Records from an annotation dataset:
** BEGIN **
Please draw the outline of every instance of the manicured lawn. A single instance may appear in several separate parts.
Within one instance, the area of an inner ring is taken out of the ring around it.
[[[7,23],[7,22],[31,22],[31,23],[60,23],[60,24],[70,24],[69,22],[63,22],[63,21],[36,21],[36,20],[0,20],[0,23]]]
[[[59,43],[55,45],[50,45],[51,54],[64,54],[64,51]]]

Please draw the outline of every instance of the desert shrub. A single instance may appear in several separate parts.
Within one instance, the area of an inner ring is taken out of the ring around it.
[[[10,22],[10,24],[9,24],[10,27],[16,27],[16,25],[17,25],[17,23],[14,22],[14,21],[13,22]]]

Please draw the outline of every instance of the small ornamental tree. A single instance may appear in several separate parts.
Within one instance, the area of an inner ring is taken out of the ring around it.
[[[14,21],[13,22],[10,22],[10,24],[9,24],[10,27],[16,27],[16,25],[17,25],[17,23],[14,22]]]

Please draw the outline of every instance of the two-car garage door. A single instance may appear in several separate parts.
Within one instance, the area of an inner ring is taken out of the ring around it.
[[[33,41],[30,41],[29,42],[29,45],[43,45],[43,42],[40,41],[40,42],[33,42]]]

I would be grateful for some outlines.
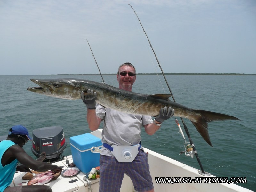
** END **
• _Aim_: Reproduce the stretch from the line containing "Please draw the outline of every instance of the small" through the end of the material, changing "ornamental" to "flowering" and keeping everything else unchanged. Leave the pictures out of your answer.

• _Solved exercise_:
Please draw the outline of every instance of the small flowering tree. A single instance may appear in several separate parts.
Within one instance, the area of an inner ring is taken out of the ring around it.
[[[14,21],[13,22],[10,22],[10,24],[9,24],[10,27],[16,27],[16,25],[17,25],[17,23],[14,22]]]

Please draw the outline of every instance of the two-car garage door. A single instance may appear in several separate parts.
Within one instance, the area of an inner ring is taken out of the ring around it.
[[[33,41],[30,41],[29,42],[29,45],[43,45],[43,42],[40,41],[40,42],[33,42]]]

I would be grateful for some outlines.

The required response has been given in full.